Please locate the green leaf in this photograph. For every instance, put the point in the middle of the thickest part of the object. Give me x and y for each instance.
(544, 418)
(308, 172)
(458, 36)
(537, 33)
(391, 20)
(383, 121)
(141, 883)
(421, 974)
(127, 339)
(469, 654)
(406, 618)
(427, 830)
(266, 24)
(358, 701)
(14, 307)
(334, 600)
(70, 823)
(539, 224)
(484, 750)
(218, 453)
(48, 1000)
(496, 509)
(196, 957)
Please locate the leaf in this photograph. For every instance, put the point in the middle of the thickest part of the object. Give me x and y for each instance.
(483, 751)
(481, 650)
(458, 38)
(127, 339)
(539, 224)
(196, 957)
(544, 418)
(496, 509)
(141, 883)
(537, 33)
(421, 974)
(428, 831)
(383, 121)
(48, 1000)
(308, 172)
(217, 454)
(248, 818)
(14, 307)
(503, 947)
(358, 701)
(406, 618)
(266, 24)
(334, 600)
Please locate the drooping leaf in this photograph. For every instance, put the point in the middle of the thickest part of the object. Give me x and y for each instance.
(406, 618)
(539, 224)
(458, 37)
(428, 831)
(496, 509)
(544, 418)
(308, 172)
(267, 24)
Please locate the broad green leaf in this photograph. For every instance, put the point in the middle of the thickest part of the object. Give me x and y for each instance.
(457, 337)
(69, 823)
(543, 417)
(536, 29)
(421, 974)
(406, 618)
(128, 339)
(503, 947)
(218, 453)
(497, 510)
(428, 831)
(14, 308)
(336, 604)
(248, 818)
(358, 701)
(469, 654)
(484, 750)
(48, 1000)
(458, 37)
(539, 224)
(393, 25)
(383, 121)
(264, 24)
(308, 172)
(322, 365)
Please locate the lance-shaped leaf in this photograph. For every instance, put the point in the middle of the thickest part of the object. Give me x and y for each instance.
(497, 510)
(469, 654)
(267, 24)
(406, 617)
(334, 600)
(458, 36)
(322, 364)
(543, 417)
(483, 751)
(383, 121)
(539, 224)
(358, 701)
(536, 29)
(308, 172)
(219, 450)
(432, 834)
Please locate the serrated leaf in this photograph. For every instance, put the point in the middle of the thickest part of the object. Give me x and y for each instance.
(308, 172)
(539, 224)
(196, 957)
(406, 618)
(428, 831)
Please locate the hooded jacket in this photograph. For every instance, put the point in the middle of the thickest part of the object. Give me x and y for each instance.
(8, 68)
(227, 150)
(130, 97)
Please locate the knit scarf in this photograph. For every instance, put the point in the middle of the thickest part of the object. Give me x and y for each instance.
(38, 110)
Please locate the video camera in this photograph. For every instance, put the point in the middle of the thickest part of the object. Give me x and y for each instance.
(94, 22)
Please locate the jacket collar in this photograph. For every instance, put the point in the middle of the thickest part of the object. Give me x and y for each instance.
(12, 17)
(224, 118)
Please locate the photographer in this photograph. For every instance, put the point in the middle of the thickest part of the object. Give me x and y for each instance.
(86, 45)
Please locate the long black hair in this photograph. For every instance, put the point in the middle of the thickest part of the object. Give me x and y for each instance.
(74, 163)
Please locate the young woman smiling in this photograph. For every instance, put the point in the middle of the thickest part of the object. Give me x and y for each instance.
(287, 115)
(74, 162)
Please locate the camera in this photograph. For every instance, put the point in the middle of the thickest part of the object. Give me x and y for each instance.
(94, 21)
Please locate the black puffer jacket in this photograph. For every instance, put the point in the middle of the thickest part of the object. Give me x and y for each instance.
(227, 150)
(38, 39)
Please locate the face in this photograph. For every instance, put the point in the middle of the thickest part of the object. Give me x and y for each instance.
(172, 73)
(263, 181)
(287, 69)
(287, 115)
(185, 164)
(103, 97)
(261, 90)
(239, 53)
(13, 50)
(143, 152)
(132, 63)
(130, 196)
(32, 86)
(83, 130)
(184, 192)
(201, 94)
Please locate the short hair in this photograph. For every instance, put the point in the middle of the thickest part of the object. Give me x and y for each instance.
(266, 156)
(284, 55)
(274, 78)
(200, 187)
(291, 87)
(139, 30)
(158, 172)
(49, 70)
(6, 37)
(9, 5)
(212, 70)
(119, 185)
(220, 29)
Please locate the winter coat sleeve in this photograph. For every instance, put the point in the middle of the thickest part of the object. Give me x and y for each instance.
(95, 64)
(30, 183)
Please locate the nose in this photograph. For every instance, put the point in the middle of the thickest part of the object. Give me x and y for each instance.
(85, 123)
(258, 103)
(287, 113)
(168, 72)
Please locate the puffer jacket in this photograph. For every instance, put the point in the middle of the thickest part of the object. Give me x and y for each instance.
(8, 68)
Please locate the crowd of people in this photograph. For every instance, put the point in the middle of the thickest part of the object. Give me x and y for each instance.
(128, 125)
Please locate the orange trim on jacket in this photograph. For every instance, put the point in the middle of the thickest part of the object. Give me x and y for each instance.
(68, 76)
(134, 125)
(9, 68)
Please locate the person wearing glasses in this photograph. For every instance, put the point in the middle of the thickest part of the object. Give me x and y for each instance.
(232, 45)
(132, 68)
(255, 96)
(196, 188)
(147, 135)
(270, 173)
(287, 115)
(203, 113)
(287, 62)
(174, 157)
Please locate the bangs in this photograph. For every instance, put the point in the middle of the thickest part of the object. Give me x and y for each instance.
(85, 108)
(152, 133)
☆ ☆ ☆
Problem description =
What is needed is an exact transcription of all the data.

Completed task =
Please locate the green leaf in this photograph. For every instance, put the point in the middle of the thickest part of the object. Give me x and y for each instance.
(544, 418)
(308, 172)
(458, 36)
(537, 33)
(391, 20)
(383, 121)
(141, 883)
(421, 974)
(127, 339)
(469, 654)
(406, 618)
(427, 830)
(266, 24)
(358, 701)
(14, 307)
(334, 600)
(70, 823)
(539, 224)
(484, 750)
(218, 453)
(48, 1000)
(496, 509)
(196, 957)
Please locate the leaf in this photograph. For every instance, put the point in the middle of the thickest part of the object. Give me x and y for each instance.
(483, 751)
(481, 650)
(458, 38)
(127, 339)
(539, 224)
(196, 957)
(544, 418)
(496, 509)
(141, 883)
(537, 33)
(421, 974)
(428, 831)
(383, 121)
(48, 1000)
(308, 172)
(217, 454)
(248, 818)
(14, 307)
(503, 947)
(358, 701)
(406, 618)
(266, 24)
(334, 600)
Please locate the drooping leaf in this photograph. For every instance, put the point in the middle of the thickest part of the object. Give me x and y for each instance.
(406, 618)
(539, 224)
(458, 37)
(428, 831)
(496, 509)
(544, 418)
(308, 172)
(267, 24)
Please locate the broad green leaf in this photograph. For every instance, put the point in the middle of the thickest part of the object. Give me x and y for each instance.
(457, 337)
(69, 823)
(543, 417)
(536, 29)
(421, 974)
(406, 618)
(128, 339)
(503, 947)
(218, 453)
(497, 510)
(428, 831)
(14, 308)
(336, 604)
(248, 818)
(358, 701)
(469, 654)
(484, 750)
(48, 1000)
(458, 37)
(539, 224)
(393, 25)
(383, 121)
(264, 24)
(308, 172)
(322, 365)
Please locate the lance-shaped leaf in this photograph. For every instance, put the point in the middle of the thickest part of the object. Give me x and y for each instance.
(497, 510)
(469, 654)
(267, 24)
(406, 617)
(334, 600)
(458, 36)
(322, 364)
(543, 417)
(483, 751)
(383, 121)
(539, 224)
(358, 701)
(536, 29)
(308, 172)
(219, 450)
(432, 834)
Please locate the serrated leaf in this photograph. For every instance, put the point in the middle of the thickest part of the object. Give me x and y for each instance.
(308, 172)
(539, 224)
(196, 957)
(406, 618)
(428, 831)
Please locate the hooded jacket in this photograph. For every instance, put the point in the middle of the thickest part of the object. Give me x and y for each instance.
(8, 68)
(227, 150)
(130, 97)
Please locate the knit scarf in this photograph. For every instance, put the point in the middle of the thickest part of the object. Give me x and y for each instance.
(38, 110)
Please locate the video camera in this photograph. For every instance, put the point in the middle of the thickest part of the object. Give me x and y for each instance.
(94, 22)
Please locate the jacket collar in this photograph. For every instance, put the point in the middle of the thickest part of the object. Give me x and y for each instance.
(12, 17)
(224, 118)
Please locate the photographer in this photograph. For every instance, put the point in the middle of the thickest part of the object. Give me x and y for each instance.
(86, 45)
Please locate the long black hair in this photograph. For every instance, put the point in the middle of the thickest part of the object. Give me x and y for each instance.
(74, 163)
Please locate the young woman smiling in this photograph. For every instance, put the point in the middle of the thickest part of the object. Give me x and y for each instance.
(287, 115)
(74, 162)
Please locate the camera in this photograph. For every instance, put the point in the middle of the thickest part of the object. Give me x and y for each instance.
(94, 21)
Please locate the black puffer jacket in this photograph. For every instance, put the point in the middle of the thickest part of the object. Give me x and y for each instance.
(227, 150)
(38, 39)
Please locate the face in this photograph. For every instance, put the point in the middle of the thickest part of the object. Give me x and y for each instance.
(172, 73)
(263, 181)
(287, 69)
(287, 115)
(185, 164)
(103, 97)
(261, 90)
(239, 53)
(13, 50)
(143, 152)
(132, 63)
(130, 196)
(32, 86)
(83, 130)
(184, 192)
(201, 94)
Please locate the short hair in this photograph. For every instance, put the point in the middle of the thickest part of the object. Give me x and y for each instance.
(266, 156)
(284, 55)
(274, 78)
(200, 187)
(291, 87)
(139, 30)
(158, 172)
(49, 70)
(6, 37)
(9, 5)
(212, 70)
(119, 185)
(220, 29)
Please locate the winter coat sleeve in this photograph. For every instance, put the point in the middle of the thickest part of the object. Give me x and y for each instance.
(95, 64)
(30, 183)
Please locate the nose in this photograph. For every instance, put the point in the middle of the thickest part of the object. Give me x and y for each instance.
(85, 123)
(258, 103)
(287, 113)
(168, 72)
Please locate the puffer jacket in this photograph. For every instance, put the point in the middle of the thickest part of the object. Give me x and y for each instance.
(8, 68)
Please locate the crowd of people in this photograph. For every instance, put the point in the middle of the thickest part of the object. Give me x and y for each instance.
(128, 125)
Please locate the orange trim on jacket in this photograph. For every instance, put the point in the middle of the thickest part of the object. Give me x and y for each instance.
(68, 76)
(134, 125)
(9, 68)
Please locate the person wearing glasses in this photograph. For every instance, put the point in the middle of the thickest part of the object. Give me x and y for each instance.
(232, 45)
(132, 68)
(255, 96)
(196, 188)
(147, 135)
(270, 173)
(287, 115)
(203, 113)
(287, 62)
(174, 157)
Please locate the bangs in this photograph. For every instance, put the point in the middle of the thickest part of the object. Give me x and y for each instance.
(85, 108)
(152, 133)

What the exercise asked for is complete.